§ **Assignment**: In the text about the Sophia Ruggieri Memorial Foundation, copy everything from "Things moved quickly" down to "behind the scenes." word for word.

§ **Document extract**:
- - - - - - -

Sophia’s father, Frank Ruggieri, remembers how, after the haze of the first few months lifted enough for him to think more clearly, he took a couple of days to reread the letters sent by friends, family and associates from all over the world. 

“Look at the love that people have sent out to us,” Frank recalls thinking. “What do we do with this now? What would Sophia want us to do?” 

The answer came in the way it sometimes can: Everything fell into place. 

Tapping into the collective love

Coworkers of Sophia’s older sister Nicole Ruggieri pitched in to raise $1,000 for Camp Kudzu, a Georgia-based camp Sophia had volunteered at every summer. Seeing the momentum, Nicole’s employer (Becton, Dickinson and Company) took the effort countrywide, raising another $5,000, which the company then matched. All in all, the Ruggieri family raised $12,000 for Camp Kudzu in January 2024. 

Things moved quickly after that as a circle of supporters rallied around the family. First, friends with nonprofit and legal experience helped file papers to make the Sophia Ruggieri Memorial Foundation a 501(c)(3) nonprofit. They established a Board of Directors, elected officers and built a website. Sophia’s cousin designed the foundation’s logo. 

Then Frank’s close friend Lou Chiera, who had previously used Give Lively, recommended us to the Ruggieri family, praising our platform’s simplicity for donors and ease of use behind the scenes.  

“Again, no familiarity [with fundraising] aside from being a donor,” Frank recounts. “We knew the old fashioned way – maybe you have a banquet or you have a silent auction, a live auction, you play golf the next day.… That’s the way we did it 20, 30 years ago. And it still works, but we’re in a new world, a virtual world.”

- - - - - - -

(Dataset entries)
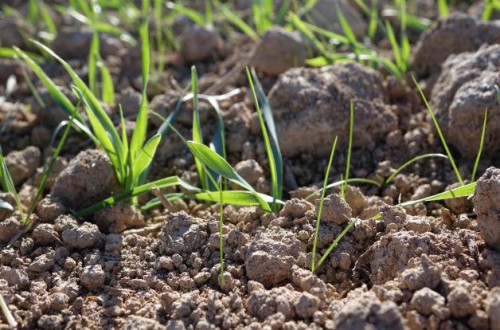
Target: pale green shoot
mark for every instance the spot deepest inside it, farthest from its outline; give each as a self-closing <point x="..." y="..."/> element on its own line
<point x="320" y="210"/>
<point x="481" y="144"/>
<point x="270" y="138"/>
<point x="411" y="161"/>
<point x="219" y="165"/>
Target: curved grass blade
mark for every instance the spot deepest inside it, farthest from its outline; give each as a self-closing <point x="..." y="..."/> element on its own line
<point x="481" y="144"/>
<point x="46" y="172"/>
<point x="6" y="206"/>
<point x="411" y="161"/>
<point x="56" y="94"/>
<point x="270" y="139"/>
<point x="197" y="134"/>
<point x="320" y="211"/>
<point x="341" y="182"/>
<point x="438" y="129"/>
<point x="8" y="184"/>
<point x="219" y="165"/>
<point x="139" y="190"/>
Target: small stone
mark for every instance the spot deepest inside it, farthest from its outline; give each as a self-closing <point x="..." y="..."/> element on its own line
<point x="82" y="237"/>
<point x="92" y="277"/>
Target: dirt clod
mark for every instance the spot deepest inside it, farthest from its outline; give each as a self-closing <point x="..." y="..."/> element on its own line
<point x="486" y="206"/>
<point x="311" y="106"/>
<point x="88" y="179"/>
<point x="278" y="51"/>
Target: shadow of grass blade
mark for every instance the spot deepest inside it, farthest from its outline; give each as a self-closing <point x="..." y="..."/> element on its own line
<point x="8" y="184"/>
<point x="438" y="129"/>
<point x="139" y="190"/>
<point x="268" y="129"/>
<point x="320" y="211"/>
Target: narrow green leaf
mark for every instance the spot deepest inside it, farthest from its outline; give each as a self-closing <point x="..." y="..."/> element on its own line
<point x="481" y="144"/>
<point x="438" y="129"/>
<point x="411" y="161"/>
<point x="462" y="191"/>
<point x="6" y="206"/>
<point x="268" y="129"/>
<point x="320" y="211"/>
<point x="8" y="184"/>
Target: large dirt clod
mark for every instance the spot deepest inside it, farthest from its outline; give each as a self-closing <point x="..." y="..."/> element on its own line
<point x="456" y="34"/>
<point x="88" y="179"/>
<point x="487" y="206"/>
<point x="311" y="106"/>
<point x="278" y="51"/>
<point x="462" y="93"/>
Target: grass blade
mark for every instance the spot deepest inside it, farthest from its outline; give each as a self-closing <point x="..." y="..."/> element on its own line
<point x="139" y="190"/>
<point x="320" y="211"/>
<point x="438" y="129"/>
<point x="272" y="147"/>
<point x="46" y="173"/>
<point x="8" y="184"/>
<point x="411" y="161"/>
<point x="481" y="144"/>
<point x="349" y="149"/>
<point x="197" y="134"/>
<point x="212" y="160"/>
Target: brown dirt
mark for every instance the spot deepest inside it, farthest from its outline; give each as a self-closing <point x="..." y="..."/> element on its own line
<point x="432" y="266"/>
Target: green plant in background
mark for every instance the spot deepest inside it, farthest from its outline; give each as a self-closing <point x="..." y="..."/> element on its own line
<point x="8" y="184"/>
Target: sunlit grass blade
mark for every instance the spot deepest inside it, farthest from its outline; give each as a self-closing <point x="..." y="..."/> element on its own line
<point x="411" y="161"/>
<point x="90" y="98"/>
<point x="219" y="165"/>
<point x="6" y="206"/>
<point x="394" y="45"/>
<point x="109" y="141"/>
<point x="139" y="190"/>
<point x="140" y="131"/>
<point x="47" y="171"/>
<point x="341" y="182"/>
<point x="8" y="184"/>
<point x="336" y="242"/>
<point x="193" y="15"/>
<point x="349" y="150"/>
<point x="481" y="144"/>
<point x="7" y="314"/>
<point x="320" y="211"/>
<point x="92" y="64"/>
<point x="443" y="8"/>
<point x="240" y="24"/>
<point x="270" y="139"/>
<point x="56" y="94"/>
<point x="462" y="191"/>
<point x="196" y="130"/>
<point x="441" y="136"/>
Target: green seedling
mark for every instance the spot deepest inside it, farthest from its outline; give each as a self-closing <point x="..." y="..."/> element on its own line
<point x="270" y="136"/>
<point x="8" y="184"/>
<point x="441" y="136"/>
<point x="320" y="210"/>
<point x="219" y="165"/>
<point x="7" y="314"/>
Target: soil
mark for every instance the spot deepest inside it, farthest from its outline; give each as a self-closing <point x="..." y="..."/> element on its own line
<point x="430" y="266"/>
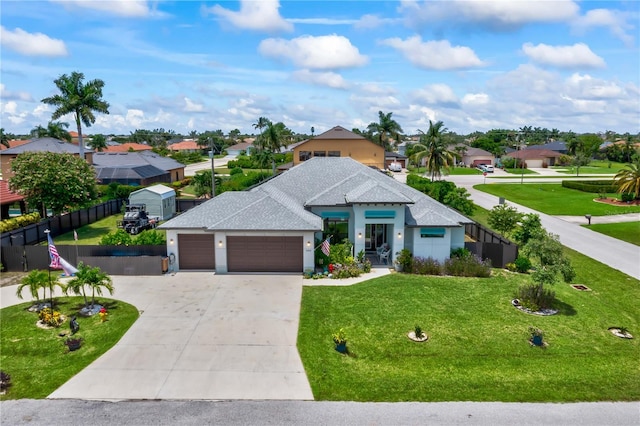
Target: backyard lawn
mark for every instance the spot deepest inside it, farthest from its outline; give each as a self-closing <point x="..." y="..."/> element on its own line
<point x="38" y="361"/>
<point x="553" y="199"/>
<point x="478" y="347"/>
<point x="625" y="231"/>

- - - - - - -

§ **Response area**:
Things moved quickly after that as a circle of supporters rallied around the family. First, friends with nonprofit and legal experience helped file papers to make the Sophia Ruggieri Memorial Foundation a 501(c)(3) nonprofit. They established a Board of Directors, elected officers and built a website. Sophia’s cousin designed the foundation’s logo. 

Then Frank’s close friend Lou Chiera, who had previously used Give Lively, recommended us to the Ruggieri family, praising our platform’s simplicity for donors and ease of use behind the scenes.